* **TEXT EXCERPT**
● ● ● ● ● ● ●

As mentioned, the CBA/Novantas survey found that two-thirds of consumers polled are considering opening a new savings account. The researchers inquired where people would be most likely to open a new savings account, and the results came in strongly for traditional institutions.

Consumer savings preferences by type of financial institution

The above data show on the one hand that consumers’ preference for savings is still solidly in the camp of banks and credit unions. On the other hand, however, almost the same number of consumers (47% versus 54%) would opt to open a new savings account in an online-only bank versus a traditional institution, an indication that things indeed have changed.

Add to that the fact that millions of consumers (in total) have signed up with Acorns, Chime, Moven, Aspiration, Simple and other mobile-based savings/investment apps. In addition, a number of banks and credit unions have been falling in with the trend to provide digital savings and budgeting tools.

Read More: Fifth Third’s Savings App Automatically Drains Deposits From Rival Banks

Several Factors Impact Rate Sensitivity

All this may seem overblown considering how meagerly American consumers tend to save — just 6% of disposable personal income now versus 11% in 1979, according to government data. Novantas analysts, however, estimate that roughly a quarter of financial institutions’ total shareholder value of $1.3 trillion — i.e. more than $500 billion — is dependent on the size and composition of its retail savings balances.

Overall breakdown of United States banking deposits

Novantas considers both checking deposits and existing (back book) savings deposits to be non-rate sensitive. In regard to rate-sensitive retail deposits — CDs and new savings accounts, primarily — the report states that two-thirds of consumers who are thinking about opening a new account say they would need a 1.1% rate increase before they would consider opening a high-rate account at a direct bank. The report also notes that 30% of rate-sensitive balances have already moved to direct banks.

“Most customers have a mix of both elastic and inelastic savings at different times.”

● ● ● ● ● ● ●

* **WHAT IS REQUIRED**
Continue the article on consumer savings and bank deposits, picking up after the quoted line that ends it.

● ● ● ● ● ● ●

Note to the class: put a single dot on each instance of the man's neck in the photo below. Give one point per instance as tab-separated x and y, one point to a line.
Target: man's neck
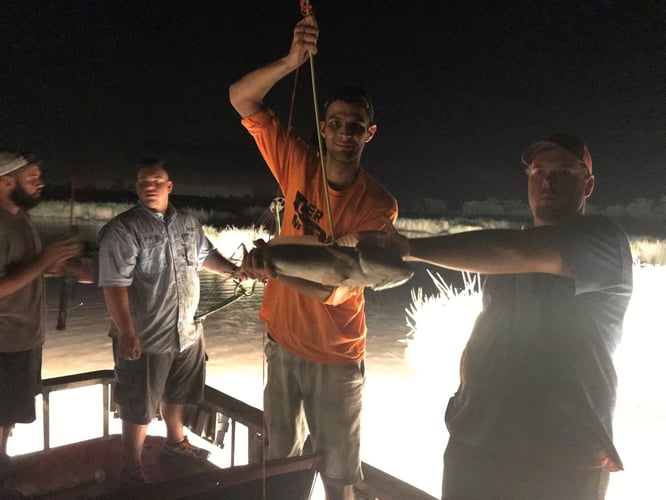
341	175
9	206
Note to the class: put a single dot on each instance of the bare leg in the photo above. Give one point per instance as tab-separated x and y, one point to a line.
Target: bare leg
5	432
173	415
339	492
133	437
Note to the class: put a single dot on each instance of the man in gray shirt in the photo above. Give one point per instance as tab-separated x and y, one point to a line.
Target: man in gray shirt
149	262
23	266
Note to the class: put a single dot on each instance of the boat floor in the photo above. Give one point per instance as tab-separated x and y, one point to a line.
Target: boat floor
91	469
88	469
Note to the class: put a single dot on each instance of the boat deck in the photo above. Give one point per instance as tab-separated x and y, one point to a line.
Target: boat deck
91	469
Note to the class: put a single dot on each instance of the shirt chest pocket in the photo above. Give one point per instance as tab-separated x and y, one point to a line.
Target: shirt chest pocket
153	254
186	246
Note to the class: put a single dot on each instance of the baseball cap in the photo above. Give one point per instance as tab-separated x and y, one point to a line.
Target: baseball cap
11	159
572	145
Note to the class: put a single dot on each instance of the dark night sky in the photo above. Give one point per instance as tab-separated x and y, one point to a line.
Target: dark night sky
460	88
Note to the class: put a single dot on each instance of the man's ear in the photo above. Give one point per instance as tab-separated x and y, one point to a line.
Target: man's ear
372	129
7	181
589	186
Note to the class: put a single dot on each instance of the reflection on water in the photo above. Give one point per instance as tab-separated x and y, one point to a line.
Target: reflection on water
403	425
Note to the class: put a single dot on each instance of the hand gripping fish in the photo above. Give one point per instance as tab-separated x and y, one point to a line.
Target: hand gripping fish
365	264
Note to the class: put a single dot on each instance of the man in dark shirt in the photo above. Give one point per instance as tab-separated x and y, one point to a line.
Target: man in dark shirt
532	418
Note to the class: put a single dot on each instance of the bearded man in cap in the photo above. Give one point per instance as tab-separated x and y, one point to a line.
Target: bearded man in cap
532	417
23	265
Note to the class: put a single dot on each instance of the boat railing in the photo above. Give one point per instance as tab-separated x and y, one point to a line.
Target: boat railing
211	420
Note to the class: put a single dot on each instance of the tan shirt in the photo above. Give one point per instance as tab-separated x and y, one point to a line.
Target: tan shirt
22	312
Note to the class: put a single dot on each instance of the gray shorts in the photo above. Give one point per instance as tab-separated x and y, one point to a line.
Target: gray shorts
324	398
173	378
21	381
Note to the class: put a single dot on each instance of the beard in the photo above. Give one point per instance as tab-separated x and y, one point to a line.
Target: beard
23	199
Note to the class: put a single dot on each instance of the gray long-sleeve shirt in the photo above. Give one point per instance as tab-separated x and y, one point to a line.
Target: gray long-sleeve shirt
158	258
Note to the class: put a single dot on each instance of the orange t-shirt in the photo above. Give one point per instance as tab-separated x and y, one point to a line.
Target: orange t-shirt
308	328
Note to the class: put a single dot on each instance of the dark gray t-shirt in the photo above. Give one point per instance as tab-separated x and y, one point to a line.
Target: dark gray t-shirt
538	376
22	312
158	259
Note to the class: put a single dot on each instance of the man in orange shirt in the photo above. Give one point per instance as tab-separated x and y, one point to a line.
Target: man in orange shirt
316	334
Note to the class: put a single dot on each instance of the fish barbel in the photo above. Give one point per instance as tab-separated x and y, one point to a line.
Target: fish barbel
333	265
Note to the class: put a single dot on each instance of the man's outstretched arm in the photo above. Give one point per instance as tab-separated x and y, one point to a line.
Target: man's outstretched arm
246	95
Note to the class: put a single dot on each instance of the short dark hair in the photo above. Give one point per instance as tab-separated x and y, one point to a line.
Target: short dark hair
149	162
352	95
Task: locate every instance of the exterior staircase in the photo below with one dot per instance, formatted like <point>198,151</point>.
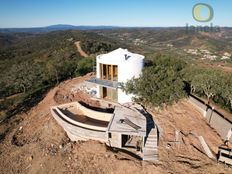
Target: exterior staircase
<point>150,150</point>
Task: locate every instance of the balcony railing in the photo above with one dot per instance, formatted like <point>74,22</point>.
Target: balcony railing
<point>106,83</point>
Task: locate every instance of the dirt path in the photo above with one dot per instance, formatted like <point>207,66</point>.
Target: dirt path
<point>37,144</point>
<point>79,49</point>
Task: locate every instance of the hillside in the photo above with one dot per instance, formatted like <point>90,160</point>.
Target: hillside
<point>33,142</point>
<point>38,71</point>
<point>31,64</point>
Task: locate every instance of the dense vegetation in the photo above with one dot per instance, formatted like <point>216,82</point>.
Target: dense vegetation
<point>166,79</point>
<point>161,82</point>
<point>30,64</point>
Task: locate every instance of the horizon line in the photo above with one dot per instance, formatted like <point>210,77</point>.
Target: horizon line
<point>114,26</point>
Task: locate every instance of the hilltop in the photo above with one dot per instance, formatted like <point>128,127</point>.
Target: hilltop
<point>35,143</point>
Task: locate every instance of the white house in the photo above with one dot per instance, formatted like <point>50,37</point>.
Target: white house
<point>115,68</point>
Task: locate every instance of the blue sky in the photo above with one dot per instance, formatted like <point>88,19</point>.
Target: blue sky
<point>36,13</point>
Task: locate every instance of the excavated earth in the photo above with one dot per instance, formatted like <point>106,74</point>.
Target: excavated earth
<point>33,142</point>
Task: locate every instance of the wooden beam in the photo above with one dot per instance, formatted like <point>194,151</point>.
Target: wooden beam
<point>112,75</point>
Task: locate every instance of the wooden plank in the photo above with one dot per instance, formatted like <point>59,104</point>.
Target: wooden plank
<point>112,75</point>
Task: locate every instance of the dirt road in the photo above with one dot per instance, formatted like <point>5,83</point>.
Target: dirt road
<point>35,143</point>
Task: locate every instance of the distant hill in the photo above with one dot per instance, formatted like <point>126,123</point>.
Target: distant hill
<point>58,27</point>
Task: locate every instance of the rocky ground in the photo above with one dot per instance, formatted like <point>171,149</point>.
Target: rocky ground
<point>33,142</point>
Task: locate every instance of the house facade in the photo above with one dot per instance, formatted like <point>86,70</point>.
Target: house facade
<point>113,69</point>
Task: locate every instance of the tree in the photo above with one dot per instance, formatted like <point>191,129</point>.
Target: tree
<point>84,66</point>
<point>160,83</point>
<point>227,89</point>
<point>207,81</point>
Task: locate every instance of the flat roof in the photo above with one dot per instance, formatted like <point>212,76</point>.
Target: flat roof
<point>128,121</point>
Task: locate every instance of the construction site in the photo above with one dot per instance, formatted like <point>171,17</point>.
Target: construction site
<point>87,125</point>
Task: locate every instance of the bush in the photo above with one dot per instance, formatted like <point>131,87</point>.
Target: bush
<point>84,66</point>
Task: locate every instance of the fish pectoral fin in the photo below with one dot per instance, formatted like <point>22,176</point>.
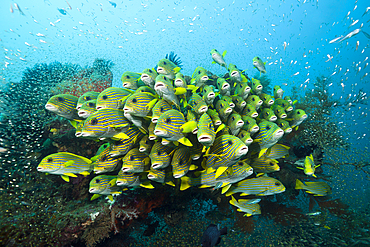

● ● ● ● ● ● ●

* **RESPONSE**
While retail banking providers have traditionally thought of consumers “in a very binary fashion with respect to rate sensitivity,” Novantas states — that is, either price-elastic or inelastic — the research found that consumers have different rate priorities for different portions of their savings. “As much as 60% of balances are rate-inelastic and most customers have a mix of both elastic and inelastic savings at different times,” Novantas states.

Understanding the 3 Consumer Savings ‘Buckets’

Retail deposits fall into three broad categories, each with a clear set of uses, according to the CBA/Novantas study. The first the report calls “today” money. These funds, used to cover unexpected medical expenses, unemployment, etc., typically are held in checking and existing savings accounts. Nearly two-thirds (61%) of “today” deposits are held in consumers’ primary financial institution, the report notes.

Consumers place savings in three primary buckets

The report doesn’t comment on “Tomorrow” money, which are funds set aside for things like travel, home improvement, education, etc. Of “Someday” money — retirement funds — Novantas says 52% of the total deposit balances are held by banks and credit unions versus brokerage firms or robo-advisor apps.

Banks and credit unions that can identify the habits and preferences of the different types of savers and across the three different deposit categories can target the consumers accordingly, the report states, developing products and features for different needs.